## Problem to solve
Provide an exact reproduction of every entry.

## Data provided

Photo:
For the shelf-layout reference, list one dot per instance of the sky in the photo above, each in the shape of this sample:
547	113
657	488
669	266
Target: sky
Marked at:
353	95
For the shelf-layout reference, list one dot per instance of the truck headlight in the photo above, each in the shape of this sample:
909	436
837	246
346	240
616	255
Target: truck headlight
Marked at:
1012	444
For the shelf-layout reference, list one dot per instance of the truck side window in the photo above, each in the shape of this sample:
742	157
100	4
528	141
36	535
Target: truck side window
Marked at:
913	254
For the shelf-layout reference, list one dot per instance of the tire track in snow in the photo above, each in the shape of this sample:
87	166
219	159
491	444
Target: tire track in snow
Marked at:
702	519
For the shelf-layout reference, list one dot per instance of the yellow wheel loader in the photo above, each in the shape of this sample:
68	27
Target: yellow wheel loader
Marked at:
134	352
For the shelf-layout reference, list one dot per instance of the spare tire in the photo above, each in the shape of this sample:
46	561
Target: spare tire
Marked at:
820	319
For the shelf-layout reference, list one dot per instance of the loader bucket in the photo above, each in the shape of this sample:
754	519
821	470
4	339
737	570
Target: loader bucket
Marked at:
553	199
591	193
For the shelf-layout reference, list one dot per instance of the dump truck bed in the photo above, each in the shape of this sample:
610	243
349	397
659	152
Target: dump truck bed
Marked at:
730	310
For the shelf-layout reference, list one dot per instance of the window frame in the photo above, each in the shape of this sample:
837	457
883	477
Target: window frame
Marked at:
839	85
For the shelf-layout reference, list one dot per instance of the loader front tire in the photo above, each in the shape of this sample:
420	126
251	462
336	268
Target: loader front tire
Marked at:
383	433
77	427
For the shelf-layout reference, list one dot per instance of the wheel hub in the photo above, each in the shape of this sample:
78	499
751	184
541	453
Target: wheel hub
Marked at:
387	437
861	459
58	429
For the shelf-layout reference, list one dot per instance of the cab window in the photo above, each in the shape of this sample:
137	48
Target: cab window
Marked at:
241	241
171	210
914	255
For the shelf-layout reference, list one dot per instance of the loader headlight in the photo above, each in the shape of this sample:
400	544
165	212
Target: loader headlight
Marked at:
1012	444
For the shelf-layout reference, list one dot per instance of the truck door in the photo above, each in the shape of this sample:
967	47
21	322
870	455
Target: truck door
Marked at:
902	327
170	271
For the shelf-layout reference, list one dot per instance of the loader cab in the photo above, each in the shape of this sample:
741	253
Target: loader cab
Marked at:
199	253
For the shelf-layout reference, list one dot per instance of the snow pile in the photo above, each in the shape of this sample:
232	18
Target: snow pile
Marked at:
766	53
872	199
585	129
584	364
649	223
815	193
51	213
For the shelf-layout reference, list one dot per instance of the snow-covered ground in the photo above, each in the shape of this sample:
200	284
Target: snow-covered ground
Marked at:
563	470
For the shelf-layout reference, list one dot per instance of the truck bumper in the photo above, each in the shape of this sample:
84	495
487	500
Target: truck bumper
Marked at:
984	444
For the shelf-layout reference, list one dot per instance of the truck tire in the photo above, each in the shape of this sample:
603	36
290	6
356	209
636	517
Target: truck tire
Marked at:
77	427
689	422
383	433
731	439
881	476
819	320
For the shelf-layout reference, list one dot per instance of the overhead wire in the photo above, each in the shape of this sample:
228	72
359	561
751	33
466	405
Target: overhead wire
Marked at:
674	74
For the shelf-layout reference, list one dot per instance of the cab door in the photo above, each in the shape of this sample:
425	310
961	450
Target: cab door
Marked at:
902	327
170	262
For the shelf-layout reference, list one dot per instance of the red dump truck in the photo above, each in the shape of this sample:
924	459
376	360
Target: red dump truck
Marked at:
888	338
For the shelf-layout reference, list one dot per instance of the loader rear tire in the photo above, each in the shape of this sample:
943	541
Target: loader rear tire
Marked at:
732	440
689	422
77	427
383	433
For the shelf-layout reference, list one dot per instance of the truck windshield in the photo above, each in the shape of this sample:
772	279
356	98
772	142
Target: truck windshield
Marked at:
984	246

## Answer to this problem
Photo:
For the shelf-layout reference, list one dot per instance of the sky in the photo above, each in the shape of this sample:
547	113
657	488
669	266
Target: sky
Marked at:
353	95
For the shelf-layout reference, list one dot per instance of the truck headlight in the photo above, each in the shape of this sample:
909	436
837	246
346	240
616	255
Target: truck headlight
Marked at:
1012	444
For the shelf-layout reference, list one dot per instance of the truck side window in the photo above, each in the shape of this sample:
742	157
100	4
528	141
36	535
Target: truck side window
Marked at:
913	254
For the shelf-layout reference, list one dot per instance of the tire track in snow in the photo above, each in the shape of this sample:
87	166
219	159
491	444
Target: tire track in snow
Marked at:
702	519
For the shelf-layout reference, list one dot per instance of the yellow wheel loader in the photo above, each in the shape of this sample:
68	27
Target: yellow wheel loader
Marked at:
134	352
For the shelf-layout reference, list one dot per instance of the spare tire in the photo above, each in the shape of this sample:
46	561
Target: spare tire
Marked at:
820	319
For the shelf-layout reference, list one dot per instance of the loader bucket in the photo above, each in the shape of this sample:
754	519
821	470
4	339
737	570
Target: loader bucket
Marked at:
553	199
591	193
For the shelf-layout reference, list one dot per instance of the dump truck bed in the photo above, each in the shape of this sample:
610	243
349	397
659	152
Target: dump truck bed
Marked at:
730	310
For the shelf-layout reference, list one dot per instance of the window frame in the photo above, each in the shape of this sample:
837	457
883	477
Target: window frame
Marked at:
839	85
For the shelf-layout reference, list one dot per instance of the loader front tire in the photo above, each in the shape of this sample:
420	126
251	462
336	268
Target: loader front tire
Marked at:
383	433
77	427
For the shelf-layout reference, list one dot per instance of the wheel hub in the photo above, each in the shape of this sample:
78	499
751	184
541	453
Target: wheel hub
Marked at:
387	437
861	459
58	429
For the shelf-layout reference, list one dot per instance of the cab window in the photo above, each in the shape of this sample:
137	48
Target: cab window
Marked at:
241	241
171	210
914	255
For the shelf-layout reference, list one dot per instance of the loader headlight in the photo above, each in the shape of this sample:
400	544
165	212
Target: loader headlight
Marked at:
1012	444
For the shelf-layout reference, list one dot per instance of the truck door in the photo above, each in the shape of this sample:
967	47
21	322
870	455
Target: truck door
Marked at:
902	327
170	271
For the shelf-layout reference, list one dot per instance of the loader cab in the photo above, each in the shape of this sample:
741	253
Target: loader cab
Marked at:
199	253
For the shelf-layout reference, list one dot per instance of the snow pile in the photo above, each in the shape of this sample:
232	18
Target: snow pile
Marked at:
766	53
872	199
585	129
584	364
649	223
815	193
51	213
For the shelf-layout reference, list one dot per instance of the snow-covered ground in the photo above, each in the shape of this sample:
200	284
Target: snow-covered ground
Marked at:
563	470
For the shelf-layout reference, list one dot per instance of the truck bumper in the photo above, each in the shape of this sample:
84	495
487	500
Target: truck bumper
Marked at:
984	444
For the shelf-layout reference, list one dot per instance of the truck tire in the photo above, each in the shape of this sample:
603	36
290	6
356	209
636	517
Target: truck tire
Marked at:
77	427
689	422
383	433
731	439
881	476
819	320
For the shelf-layout reference, list one dot per instance of the overhead wire in the photo above, each in the shape of this sample:
228	72
359	561
751	33
466	405
Target: overhead wire
Marked at:
674	74
For the shelf-layout reference, list one dot per instance of the cab door in the photo above, each in the shape of this sample:
425	310
961	450
Target: cab door
Marked at:
902	327
170	262
For the shelf-layout reference, list one dot per instance of the red dump truck in the photo above, each in the shape of this sample:
924	459
376	360
Target: red dump truck
Marked at:
888	338
For the shelf-layout reference, list one dot per instance of the loader rear tire in the photo above, each in the shape of this sample:
943	541
Target: loader rear tire
Marked at:
732	440
689	422
77	427
383	433
For the shelf-layout reference, list one dot per instance of the truck windshield in the photo above, each in the shape of this sample:
772	279
356	98
772	142
Target: truck windshield
Marked at:
984	246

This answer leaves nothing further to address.